Opdracht A >>
Schrijf alle zinnen op die Sang Hwa in het interviewfragment uitspreekt.
Opdracht B >>
Neem uit het interviewfragment alles van "Kyung Soo: „Evangelisten" tot en met "Sang Hwa kennen." over, en hernoem daarin "christenen" tot "gelovigen".
Opdracht C >>
Wie introduceerde Kyung Soo volgens het interviewfragment bij Sang Hwa?

Geciteerde passage >>
Kyung Soo: „Evangelisten in Noord-Korea richten zich vaak op de jeugd uit de hoge klasse. Zij staan kritischer tegenover het regime, want zij kennen er de details en de schaduwkanten van. In het Romeinse Rijk richtten christenen zich in hun evangelisatiewerk ook op de bevoorrechte klasse. Omdat er juist in hun hart verlangen leeft naar iets nieuws. Dat hij zijn dochter ‘spaarde’, was uit veiligheidsoverwegingen.”
En toen leerde u ook Sang Hwa kennen.
Sang Hwa: „Denk niet dat we gingen daten. Dat was een onbekend fenomeen. Met een paar gesprekken moest het duidelijk zijn.”
Kyung Soo: „Sang Hwa was een van de aanwezigen op die gebedssamenkomst. Haar vader introduceerde mij bij haar. Na drie maanden waren we verloofd, na zes maanden trouwden we. Mijn weigering om nog langer te spioneren, was al zeer verdacht; mijn huwelijk bracht me helemaal onderaan de maatschappelijke ladder. Ik koos voor Sang Hwa. Mijn leven kreeg een totaal andere richting.”

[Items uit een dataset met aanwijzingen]
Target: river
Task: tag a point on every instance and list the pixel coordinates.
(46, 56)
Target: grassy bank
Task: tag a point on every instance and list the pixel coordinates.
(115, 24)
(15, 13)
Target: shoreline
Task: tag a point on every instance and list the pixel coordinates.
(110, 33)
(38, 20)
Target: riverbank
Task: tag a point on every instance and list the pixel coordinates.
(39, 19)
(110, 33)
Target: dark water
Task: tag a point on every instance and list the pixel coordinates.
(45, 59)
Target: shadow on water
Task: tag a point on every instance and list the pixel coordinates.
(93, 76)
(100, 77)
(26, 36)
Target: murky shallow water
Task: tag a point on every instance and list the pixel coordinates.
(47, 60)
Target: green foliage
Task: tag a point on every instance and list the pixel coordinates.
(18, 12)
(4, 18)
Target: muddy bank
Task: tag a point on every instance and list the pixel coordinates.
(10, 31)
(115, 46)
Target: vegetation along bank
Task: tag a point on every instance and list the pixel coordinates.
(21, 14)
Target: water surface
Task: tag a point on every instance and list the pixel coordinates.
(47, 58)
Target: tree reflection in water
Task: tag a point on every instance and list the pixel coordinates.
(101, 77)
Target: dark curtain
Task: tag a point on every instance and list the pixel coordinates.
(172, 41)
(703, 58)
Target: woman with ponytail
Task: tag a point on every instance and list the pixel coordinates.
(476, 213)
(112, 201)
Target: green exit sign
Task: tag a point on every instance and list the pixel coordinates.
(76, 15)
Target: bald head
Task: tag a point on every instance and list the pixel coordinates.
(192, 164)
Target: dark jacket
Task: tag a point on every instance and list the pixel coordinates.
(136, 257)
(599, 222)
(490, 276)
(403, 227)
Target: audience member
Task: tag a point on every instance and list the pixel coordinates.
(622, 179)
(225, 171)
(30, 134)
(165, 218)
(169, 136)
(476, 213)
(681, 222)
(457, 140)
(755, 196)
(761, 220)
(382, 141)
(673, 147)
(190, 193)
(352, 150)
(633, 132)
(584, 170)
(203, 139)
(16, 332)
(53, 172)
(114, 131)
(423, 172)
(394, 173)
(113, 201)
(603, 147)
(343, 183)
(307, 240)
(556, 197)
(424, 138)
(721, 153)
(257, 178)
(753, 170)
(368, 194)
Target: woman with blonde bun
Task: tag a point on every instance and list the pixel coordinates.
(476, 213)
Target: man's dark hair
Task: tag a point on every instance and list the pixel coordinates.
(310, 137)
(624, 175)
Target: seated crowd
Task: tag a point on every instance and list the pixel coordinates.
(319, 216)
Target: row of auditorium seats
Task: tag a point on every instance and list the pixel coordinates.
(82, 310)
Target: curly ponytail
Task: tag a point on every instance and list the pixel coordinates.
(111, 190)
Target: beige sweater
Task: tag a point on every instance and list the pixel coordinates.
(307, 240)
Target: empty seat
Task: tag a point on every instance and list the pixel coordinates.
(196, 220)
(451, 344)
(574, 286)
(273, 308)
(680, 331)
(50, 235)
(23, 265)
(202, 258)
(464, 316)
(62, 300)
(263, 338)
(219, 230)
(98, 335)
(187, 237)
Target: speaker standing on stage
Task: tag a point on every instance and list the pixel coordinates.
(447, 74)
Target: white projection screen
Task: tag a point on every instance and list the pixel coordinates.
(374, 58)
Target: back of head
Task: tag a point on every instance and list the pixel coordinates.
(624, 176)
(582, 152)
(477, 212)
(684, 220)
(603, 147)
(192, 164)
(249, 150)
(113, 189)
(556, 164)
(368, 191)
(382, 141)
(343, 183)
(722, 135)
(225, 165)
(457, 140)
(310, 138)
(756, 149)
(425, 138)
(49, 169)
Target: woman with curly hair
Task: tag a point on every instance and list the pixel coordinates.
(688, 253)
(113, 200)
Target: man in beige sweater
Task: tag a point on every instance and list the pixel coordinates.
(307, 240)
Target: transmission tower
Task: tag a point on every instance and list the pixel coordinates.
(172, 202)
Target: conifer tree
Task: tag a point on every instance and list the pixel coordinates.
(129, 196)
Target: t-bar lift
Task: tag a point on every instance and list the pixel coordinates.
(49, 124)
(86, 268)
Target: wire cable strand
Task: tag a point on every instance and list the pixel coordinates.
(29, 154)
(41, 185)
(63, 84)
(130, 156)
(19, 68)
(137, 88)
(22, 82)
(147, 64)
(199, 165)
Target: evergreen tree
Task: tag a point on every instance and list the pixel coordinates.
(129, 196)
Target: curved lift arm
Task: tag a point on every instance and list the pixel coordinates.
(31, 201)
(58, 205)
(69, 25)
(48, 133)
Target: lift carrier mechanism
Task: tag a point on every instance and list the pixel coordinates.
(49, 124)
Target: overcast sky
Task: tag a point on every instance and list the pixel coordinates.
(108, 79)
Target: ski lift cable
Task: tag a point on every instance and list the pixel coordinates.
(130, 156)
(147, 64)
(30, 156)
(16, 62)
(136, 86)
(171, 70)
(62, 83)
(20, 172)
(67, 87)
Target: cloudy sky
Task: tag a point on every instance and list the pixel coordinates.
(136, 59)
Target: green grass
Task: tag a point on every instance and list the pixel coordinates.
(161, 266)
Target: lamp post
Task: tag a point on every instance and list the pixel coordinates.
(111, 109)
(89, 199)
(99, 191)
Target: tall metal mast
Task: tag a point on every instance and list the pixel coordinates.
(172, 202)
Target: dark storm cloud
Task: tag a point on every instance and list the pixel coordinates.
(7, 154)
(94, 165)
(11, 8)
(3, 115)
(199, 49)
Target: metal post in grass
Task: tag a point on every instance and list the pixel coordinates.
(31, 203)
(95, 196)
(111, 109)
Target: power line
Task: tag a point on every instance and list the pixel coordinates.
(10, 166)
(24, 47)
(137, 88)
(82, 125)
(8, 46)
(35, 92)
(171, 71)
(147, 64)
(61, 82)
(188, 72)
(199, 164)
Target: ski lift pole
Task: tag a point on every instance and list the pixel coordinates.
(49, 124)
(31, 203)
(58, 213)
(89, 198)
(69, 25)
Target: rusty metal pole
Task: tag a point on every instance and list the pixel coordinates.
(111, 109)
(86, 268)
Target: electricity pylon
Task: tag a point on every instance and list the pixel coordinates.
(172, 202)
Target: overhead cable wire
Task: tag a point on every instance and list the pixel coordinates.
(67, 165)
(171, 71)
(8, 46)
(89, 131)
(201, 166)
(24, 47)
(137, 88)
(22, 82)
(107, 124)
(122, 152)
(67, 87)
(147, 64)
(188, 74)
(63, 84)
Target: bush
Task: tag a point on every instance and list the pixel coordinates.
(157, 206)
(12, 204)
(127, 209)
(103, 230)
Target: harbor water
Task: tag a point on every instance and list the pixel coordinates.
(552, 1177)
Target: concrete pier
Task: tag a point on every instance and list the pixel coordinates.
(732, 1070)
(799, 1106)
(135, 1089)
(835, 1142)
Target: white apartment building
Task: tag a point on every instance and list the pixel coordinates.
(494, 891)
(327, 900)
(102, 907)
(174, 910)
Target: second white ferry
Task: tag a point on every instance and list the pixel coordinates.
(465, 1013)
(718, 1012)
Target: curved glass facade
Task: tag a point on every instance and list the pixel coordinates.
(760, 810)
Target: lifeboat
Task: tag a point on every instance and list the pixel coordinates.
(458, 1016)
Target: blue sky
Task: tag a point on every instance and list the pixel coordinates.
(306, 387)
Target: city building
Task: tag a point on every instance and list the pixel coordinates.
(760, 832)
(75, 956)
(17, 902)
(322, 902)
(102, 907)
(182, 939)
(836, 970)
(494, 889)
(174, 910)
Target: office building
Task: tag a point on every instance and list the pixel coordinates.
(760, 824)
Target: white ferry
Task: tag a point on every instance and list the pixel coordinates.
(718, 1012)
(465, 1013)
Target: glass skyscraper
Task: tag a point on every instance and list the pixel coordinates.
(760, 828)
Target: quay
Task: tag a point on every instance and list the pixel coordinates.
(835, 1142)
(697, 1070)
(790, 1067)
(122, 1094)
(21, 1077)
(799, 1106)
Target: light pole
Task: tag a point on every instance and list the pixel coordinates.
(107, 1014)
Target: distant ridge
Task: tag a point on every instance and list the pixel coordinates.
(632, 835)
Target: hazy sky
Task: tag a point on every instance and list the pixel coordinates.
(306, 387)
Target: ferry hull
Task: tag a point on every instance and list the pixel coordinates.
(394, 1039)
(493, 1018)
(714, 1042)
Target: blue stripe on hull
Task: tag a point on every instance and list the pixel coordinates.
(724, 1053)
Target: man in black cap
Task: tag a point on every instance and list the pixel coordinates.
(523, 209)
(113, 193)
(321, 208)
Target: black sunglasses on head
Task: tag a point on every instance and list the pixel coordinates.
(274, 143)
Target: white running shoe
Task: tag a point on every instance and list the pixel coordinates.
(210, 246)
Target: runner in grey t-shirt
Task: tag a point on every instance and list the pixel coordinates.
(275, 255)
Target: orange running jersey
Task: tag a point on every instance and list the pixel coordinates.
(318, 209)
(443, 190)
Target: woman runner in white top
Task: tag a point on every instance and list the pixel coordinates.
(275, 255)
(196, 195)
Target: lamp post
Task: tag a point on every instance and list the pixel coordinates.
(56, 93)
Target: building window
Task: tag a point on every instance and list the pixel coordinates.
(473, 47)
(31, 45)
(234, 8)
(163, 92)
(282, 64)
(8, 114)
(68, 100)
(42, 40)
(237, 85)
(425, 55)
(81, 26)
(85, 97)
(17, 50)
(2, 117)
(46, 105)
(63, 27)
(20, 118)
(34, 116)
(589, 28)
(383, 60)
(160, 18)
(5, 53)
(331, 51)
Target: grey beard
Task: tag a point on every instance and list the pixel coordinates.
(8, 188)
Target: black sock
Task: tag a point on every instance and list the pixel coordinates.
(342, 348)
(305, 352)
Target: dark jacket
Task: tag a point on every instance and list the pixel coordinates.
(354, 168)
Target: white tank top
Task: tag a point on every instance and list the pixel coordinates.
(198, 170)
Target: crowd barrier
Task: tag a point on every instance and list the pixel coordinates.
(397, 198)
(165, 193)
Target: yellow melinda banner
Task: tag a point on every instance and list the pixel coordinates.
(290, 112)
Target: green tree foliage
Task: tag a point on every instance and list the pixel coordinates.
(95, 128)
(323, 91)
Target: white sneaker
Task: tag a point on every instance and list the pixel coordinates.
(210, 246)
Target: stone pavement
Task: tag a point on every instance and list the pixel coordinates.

Eindantwoord A >>
1. Denk niet dat we gingen daten.
2. Dat was een onbekend fenomeen.
3. Met een paar gesprekken moest het duidelijk zijn.

Eindantwoord B >>
Kyung Soo: „Evangelisten in Noord-Korea richten zich vaak op de jeugd uit de hoge klasse. Zij staan kritischer tegenover het regime, want zij kennen er de details en de schaduwkanten van. In het Romeinse Rijk richtten gelovigen zich in hun evangelisatiewerk ook op de bevoorrechte klasse. Omdat er juist in hun hart verlangen leeft naar iets nieuws. Dat hij zijn dochter ‘spaarde’, was uit veiligheidsoverwegingen.”
En toen leerde u ook Sang Hwa kennen.

Eindantwoord C >>
Haar vader.